[Position identification records]
# # #

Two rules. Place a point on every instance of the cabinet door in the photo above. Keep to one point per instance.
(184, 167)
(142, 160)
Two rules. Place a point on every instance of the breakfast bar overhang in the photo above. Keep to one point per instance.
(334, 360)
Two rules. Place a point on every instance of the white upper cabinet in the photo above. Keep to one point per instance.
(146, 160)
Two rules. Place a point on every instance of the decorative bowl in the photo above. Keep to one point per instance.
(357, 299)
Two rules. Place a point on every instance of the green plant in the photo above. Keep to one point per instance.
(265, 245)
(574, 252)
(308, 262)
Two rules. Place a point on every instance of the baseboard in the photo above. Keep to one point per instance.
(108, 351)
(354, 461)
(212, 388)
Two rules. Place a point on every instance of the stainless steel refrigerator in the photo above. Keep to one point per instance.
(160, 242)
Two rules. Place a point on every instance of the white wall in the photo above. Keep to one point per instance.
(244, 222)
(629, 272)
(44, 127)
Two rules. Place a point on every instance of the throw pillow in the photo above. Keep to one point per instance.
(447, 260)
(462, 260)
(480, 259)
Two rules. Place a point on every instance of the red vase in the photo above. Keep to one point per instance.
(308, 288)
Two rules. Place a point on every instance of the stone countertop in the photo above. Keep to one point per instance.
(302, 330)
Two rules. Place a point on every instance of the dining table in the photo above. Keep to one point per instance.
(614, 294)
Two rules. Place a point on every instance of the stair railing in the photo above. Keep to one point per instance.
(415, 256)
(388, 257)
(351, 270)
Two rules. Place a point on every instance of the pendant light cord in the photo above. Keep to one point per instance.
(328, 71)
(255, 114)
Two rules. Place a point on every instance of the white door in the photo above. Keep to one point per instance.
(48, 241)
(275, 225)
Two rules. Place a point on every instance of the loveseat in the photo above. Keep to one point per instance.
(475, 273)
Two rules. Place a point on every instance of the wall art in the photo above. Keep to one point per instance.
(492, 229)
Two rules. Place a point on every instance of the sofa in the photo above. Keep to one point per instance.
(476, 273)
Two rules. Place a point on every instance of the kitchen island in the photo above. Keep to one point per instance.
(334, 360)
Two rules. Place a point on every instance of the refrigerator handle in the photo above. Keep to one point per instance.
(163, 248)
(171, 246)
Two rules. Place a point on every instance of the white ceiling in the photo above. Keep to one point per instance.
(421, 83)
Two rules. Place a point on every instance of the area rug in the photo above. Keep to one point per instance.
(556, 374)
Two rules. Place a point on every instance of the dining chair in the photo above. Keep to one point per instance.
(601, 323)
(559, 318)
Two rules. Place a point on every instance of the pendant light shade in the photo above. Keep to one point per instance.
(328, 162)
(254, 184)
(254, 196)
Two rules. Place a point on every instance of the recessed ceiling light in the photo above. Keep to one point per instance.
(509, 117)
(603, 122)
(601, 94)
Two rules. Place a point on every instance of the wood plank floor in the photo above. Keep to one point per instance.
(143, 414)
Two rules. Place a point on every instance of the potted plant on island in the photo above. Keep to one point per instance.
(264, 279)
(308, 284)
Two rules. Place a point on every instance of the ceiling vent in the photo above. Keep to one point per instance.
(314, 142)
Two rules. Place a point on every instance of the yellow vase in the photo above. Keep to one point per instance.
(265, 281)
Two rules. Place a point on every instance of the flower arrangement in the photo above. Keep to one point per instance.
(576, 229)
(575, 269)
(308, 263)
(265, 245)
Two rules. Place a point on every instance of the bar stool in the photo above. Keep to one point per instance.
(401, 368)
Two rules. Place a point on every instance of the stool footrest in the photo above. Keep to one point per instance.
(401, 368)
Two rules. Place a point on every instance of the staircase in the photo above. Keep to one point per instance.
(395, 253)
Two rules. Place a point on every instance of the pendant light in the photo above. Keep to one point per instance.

# # #

AIM OF THE TASK -
Repeat exactly the lines from the line containing "Two rules. Place a point on every instance of the yellow" through the last line of the records above, including both, and nothing else.

TASK RESULT -
Two rules. Place a point on every instance of the yellow vase in the photo above. Keep to one point per instance.
(265, 281)
Two rules. Place a point on every instance of the flower arrangement in the photo above. Keep to one point per instance.
(576, 229)
(575, 269)
(308, 263)
(265, 245)
Two rules. Place a point on every instance of the bar stool in the photo above. Keep to one point per instance.
(401, 368)
Two rules. Place a point on every instance of the stool footrest in the photo above. Keep to one point per instance.
(401, 368)
Two rules. Place a point on every instance of the staircase in the photo above. Keep to one point per instance.
(395, 253)
Two rules. Place a point on every instance of the pendant light in the photo above. Keep to one point per instance.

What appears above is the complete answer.